AIM: Reproduce the material from the line that has "Where can you see the metal railing" through the last line, replacing "choppy water" with "rough water" and changing nothing else.

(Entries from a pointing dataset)
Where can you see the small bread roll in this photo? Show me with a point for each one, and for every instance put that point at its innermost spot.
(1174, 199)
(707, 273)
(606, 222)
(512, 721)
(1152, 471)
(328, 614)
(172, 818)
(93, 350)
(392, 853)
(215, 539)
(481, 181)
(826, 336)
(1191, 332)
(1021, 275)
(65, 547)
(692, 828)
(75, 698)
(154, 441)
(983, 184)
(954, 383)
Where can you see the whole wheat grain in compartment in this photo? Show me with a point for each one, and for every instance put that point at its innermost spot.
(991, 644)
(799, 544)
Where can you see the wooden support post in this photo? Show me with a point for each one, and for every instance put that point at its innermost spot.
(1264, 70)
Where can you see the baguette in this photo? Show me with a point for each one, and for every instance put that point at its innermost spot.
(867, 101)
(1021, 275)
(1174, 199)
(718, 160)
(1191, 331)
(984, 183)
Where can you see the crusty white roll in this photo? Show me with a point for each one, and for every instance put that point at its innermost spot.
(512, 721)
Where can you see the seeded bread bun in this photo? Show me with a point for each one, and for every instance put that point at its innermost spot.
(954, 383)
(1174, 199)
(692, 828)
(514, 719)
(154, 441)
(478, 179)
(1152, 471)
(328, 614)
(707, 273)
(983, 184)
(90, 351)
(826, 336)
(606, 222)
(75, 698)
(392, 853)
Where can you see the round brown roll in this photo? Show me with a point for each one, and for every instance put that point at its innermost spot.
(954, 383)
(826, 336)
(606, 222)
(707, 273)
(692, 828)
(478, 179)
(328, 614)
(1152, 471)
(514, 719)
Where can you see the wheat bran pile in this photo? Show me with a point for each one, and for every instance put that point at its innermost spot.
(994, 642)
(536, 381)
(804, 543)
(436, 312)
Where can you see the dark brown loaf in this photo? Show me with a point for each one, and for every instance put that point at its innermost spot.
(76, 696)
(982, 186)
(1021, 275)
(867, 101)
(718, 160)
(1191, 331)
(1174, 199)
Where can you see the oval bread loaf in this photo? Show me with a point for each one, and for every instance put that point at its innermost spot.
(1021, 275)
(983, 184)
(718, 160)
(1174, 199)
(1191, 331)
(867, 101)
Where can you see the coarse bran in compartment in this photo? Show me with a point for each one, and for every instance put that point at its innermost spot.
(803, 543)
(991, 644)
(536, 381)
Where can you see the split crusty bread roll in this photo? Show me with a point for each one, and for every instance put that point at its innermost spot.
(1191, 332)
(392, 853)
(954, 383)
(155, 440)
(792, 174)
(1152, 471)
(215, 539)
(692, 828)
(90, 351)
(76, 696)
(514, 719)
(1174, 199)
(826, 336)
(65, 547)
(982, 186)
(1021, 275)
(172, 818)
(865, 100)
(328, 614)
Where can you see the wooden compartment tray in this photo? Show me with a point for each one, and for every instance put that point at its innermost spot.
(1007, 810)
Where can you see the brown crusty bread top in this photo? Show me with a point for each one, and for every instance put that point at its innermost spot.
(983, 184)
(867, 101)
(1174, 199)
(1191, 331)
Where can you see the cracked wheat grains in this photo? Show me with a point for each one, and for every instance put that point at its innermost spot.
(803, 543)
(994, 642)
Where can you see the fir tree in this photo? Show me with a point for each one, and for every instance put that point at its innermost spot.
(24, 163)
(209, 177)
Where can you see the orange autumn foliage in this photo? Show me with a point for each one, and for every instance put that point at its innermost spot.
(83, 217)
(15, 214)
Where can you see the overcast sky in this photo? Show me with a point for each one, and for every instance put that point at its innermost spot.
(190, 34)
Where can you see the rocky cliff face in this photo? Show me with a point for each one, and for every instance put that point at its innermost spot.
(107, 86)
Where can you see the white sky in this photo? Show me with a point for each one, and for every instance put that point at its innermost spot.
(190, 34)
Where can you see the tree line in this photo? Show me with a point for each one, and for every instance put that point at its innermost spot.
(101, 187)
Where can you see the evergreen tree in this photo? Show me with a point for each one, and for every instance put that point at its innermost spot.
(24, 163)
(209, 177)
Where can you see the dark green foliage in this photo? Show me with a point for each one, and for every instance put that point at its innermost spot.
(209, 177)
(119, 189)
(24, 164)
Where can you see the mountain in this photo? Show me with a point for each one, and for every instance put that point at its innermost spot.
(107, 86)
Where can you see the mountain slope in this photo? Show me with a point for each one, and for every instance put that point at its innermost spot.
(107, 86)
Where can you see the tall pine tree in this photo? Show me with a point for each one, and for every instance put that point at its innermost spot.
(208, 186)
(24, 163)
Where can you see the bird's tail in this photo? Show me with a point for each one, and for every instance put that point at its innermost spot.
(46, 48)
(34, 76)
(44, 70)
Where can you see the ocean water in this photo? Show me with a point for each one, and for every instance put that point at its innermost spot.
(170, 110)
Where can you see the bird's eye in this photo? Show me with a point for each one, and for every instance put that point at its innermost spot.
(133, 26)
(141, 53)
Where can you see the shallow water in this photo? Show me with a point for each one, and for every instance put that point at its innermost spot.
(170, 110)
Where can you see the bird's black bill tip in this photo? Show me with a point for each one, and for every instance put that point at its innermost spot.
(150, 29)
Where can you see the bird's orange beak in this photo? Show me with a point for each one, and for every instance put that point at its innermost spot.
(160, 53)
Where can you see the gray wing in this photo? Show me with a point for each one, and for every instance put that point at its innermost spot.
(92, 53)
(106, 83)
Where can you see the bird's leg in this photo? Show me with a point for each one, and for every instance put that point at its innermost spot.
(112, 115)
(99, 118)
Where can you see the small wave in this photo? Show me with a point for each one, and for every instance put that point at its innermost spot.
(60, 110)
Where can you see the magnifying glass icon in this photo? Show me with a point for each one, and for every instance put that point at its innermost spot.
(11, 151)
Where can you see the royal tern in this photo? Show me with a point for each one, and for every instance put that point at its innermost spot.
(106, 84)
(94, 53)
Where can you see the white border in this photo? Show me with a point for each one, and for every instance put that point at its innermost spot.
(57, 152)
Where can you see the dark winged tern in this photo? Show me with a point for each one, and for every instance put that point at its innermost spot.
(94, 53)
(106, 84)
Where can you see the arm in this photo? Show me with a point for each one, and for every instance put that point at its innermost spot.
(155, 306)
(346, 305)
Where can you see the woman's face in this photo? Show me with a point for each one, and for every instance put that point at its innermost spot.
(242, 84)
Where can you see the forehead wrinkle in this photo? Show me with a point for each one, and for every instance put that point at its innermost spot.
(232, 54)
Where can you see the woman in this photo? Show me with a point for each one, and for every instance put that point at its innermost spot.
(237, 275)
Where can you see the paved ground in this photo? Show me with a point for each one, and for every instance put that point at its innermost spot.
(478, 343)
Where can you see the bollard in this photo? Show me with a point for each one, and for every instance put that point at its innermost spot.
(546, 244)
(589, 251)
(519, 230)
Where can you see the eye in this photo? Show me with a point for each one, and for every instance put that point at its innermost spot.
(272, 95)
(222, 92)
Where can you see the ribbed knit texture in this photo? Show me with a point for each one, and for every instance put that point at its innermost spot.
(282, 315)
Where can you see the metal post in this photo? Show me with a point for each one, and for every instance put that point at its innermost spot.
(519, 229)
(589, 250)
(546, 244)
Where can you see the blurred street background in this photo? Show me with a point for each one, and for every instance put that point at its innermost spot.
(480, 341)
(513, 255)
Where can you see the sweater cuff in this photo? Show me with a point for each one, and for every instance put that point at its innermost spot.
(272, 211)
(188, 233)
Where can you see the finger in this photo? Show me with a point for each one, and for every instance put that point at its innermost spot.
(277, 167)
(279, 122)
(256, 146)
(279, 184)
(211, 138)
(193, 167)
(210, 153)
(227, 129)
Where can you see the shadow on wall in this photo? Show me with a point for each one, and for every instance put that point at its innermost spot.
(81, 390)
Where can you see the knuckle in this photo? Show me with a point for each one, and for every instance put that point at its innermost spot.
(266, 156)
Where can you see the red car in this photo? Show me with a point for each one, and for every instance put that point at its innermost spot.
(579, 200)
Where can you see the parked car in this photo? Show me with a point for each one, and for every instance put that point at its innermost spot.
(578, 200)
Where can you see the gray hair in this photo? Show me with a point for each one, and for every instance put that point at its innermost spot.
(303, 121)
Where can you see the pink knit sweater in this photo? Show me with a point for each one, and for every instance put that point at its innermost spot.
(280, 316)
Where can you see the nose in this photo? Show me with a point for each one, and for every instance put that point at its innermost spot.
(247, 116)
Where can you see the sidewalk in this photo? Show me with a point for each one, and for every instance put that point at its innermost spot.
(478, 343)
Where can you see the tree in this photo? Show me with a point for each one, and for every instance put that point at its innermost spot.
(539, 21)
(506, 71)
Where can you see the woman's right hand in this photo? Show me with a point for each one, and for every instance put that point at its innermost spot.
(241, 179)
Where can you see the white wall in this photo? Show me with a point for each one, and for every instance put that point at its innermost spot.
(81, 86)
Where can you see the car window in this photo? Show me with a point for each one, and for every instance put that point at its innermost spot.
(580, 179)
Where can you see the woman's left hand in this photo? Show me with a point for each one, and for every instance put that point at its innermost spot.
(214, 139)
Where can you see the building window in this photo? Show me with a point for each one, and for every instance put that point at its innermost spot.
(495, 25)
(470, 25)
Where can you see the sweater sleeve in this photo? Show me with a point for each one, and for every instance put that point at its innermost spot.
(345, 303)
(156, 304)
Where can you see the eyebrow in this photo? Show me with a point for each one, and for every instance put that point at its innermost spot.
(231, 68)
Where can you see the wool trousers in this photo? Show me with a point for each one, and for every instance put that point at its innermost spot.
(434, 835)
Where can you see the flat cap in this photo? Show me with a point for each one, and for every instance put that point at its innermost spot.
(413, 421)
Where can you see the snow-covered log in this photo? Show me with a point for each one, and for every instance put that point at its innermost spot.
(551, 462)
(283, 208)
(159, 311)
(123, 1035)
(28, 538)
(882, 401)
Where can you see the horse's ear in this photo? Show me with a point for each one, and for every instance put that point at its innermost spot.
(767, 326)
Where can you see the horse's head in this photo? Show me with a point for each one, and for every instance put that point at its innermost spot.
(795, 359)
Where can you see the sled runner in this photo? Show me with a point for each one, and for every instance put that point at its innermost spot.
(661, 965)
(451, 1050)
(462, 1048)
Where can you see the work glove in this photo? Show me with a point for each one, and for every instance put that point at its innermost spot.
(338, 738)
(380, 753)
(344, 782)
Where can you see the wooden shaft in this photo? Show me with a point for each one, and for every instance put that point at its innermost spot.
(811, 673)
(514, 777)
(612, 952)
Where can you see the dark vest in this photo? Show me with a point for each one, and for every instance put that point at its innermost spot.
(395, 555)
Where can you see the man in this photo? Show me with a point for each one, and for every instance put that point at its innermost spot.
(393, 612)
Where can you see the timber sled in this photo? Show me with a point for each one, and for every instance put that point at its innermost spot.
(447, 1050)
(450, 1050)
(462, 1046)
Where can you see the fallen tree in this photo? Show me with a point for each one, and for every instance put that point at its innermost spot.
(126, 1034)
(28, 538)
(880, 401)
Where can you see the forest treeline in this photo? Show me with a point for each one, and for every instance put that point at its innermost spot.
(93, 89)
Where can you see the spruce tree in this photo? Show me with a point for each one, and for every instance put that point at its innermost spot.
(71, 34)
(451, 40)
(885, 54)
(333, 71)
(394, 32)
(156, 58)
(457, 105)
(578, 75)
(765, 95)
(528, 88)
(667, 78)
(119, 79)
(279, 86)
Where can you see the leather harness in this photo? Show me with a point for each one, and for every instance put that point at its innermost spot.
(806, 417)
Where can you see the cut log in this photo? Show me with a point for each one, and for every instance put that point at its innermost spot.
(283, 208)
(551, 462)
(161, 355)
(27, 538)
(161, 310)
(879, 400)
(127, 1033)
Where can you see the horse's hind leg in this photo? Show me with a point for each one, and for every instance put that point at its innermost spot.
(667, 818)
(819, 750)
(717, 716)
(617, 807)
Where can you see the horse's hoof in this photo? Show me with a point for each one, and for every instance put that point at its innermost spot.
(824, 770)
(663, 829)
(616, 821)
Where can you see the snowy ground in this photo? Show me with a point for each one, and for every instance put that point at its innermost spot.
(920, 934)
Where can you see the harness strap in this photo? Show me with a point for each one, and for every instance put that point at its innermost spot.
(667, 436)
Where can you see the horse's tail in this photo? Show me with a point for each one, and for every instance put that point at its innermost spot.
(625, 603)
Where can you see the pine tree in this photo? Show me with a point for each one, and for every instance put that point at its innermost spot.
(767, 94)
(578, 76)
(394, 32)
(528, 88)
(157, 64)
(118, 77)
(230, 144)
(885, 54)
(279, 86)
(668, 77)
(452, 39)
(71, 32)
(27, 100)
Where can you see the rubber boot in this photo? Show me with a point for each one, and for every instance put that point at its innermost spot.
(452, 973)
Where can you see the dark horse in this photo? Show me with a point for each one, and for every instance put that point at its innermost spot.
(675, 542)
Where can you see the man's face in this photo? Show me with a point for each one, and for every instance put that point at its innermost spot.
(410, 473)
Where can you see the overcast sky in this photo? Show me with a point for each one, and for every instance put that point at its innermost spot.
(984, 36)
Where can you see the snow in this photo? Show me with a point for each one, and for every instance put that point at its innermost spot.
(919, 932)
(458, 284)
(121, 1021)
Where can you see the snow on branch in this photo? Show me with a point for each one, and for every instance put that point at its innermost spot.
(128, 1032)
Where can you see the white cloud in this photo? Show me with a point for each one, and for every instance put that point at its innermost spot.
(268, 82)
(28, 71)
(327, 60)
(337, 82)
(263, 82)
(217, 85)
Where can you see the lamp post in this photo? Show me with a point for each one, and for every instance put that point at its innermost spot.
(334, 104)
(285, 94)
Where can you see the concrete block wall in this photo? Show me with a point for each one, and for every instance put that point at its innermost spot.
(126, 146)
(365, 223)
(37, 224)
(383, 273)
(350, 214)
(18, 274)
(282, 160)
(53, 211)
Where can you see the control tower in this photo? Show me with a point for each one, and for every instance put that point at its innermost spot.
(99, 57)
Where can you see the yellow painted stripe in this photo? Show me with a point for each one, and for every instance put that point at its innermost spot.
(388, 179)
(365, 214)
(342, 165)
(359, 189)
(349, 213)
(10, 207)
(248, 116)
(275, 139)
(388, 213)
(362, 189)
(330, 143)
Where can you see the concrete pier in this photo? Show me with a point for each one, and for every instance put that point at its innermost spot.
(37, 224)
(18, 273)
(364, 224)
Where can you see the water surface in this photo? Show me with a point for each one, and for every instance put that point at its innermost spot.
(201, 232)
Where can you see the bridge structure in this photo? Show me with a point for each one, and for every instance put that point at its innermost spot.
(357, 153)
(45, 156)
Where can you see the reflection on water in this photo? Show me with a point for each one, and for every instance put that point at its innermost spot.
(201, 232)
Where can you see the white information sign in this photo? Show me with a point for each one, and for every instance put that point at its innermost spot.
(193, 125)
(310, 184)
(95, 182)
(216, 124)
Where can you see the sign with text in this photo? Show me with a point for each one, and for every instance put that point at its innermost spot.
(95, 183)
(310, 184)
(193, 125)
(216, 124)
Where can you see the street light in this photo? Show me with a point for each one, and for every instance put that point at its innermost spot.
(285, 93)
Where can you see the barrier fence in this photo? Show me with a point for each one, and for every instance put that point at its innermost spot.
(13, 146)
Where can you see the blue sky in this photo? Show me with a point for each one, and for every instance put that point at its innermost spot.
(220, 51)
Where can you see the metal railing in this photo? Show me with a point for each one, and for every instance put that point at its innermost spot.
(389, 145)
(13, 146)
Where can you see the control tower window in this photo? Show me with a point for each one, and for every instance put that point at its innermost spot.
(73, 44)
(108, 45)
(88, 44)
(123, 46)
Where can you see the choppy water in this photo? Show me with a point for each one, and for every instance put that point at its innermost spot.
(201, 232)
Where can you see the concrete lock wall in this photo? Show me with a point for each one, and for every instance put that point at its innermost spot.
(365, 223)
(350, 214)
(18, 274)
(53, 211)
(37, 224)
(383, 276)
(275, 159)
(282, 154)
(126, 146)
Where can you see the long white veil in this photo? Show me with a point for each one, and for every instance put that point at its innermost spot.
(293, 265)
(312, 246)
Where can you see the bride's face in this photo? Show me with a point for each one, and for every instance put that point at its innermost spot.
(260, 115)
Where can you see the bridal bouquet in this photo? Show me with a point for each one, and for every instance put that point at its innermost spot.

RESULT OF THE TASK:
Where can you see the metal railing in this photo? Show me with a point for each one, and for every instance put that point at its innermost spot.
(389, 145)
(13, 146)
Where can you see the control tower window in this photo? Show me with a point for each one, and for every instance put that point at its innermost spot.
(73, 44)
(108, 45)
(88, 44)
(123, 46)
Where can you see the rough water in this photo? Show me with a point for each one, and for every instance put that point at its innermost spot.
(201, 232)
Where can you see the concrete lock wall in this photo? Show me with a point for each one, and for every instance put that point at its innermost spot.
(365, 223)
(350, 214)
(18, 274)
(53, 211)
(37, 224)
(383, 276)
(275, 159)
(282, 154)
(126, 146)
Where can you see the long white veil in this photo? Show me with a point for each one, and for every instance put that point at its innermost spot.
(293, 265)
(312, 246)
Where can you see the bride's face in this photo? Show me with a point for each one, and for every instance put that point at its innermost spot.
(260, 115)
Where can you see the bridal bouquet in this photo? Show me with a point for each one, and for every instance put that point at its innermost spot.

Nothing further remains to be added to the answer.